== INSTRUCTIONS TO FOLLOW ==
Please echo back the records below, from the line with "The automation agent needs to locate the dark wooden table" up to and including the line with "0;729;47;995", copying them exactly.

╭─ TASK INPUTS

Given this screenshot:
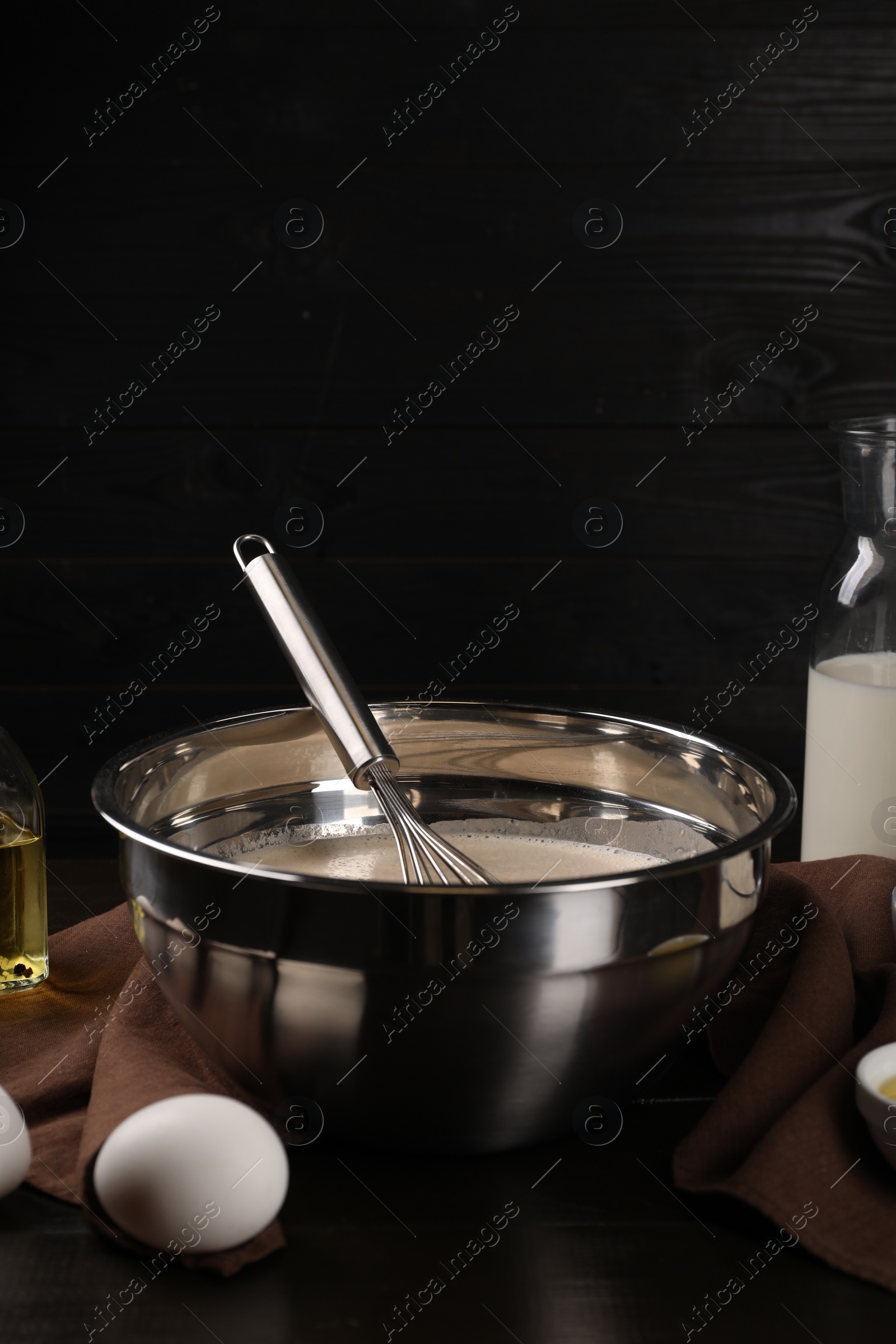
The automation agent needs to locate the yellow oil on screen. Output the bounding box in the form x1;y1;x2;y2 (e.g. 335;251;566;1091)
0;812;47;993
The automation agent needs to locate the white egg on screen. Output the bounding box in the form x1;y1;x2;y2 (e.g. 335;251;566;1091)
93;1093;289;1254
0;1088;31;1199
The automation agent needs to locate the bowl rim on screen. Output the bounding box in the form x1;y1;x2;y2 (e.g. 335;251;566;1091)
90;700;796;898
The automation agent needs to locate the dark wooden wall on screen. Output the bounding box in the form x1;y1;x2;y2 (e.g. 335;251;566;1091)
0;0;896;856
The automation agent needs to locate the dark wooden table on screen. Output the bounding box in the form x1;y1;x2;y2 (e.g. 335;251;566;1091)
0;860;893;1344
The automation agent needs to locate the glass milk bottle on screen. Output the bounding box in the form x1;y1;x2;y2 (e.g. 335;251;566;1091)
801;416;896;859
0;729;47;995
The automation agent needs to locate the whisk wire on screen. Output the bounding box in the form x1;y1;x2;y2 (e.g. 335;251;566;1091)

╰─

== ANSWER FOR THIS EXERCISE ==
The automation agent needs to locate the dark wooden table on screen. Output the bounding box in the form x1;y1;x2;y2 (e.g. 335;251;566;1091)
0;860;893;1344
The automation agent needs to locate the glass milk bottle on screen. Output the bounding box in the form x1;y1;x2;y2 (e.g. 335;251;566;1091)
801;416;896;859
0;729;47;995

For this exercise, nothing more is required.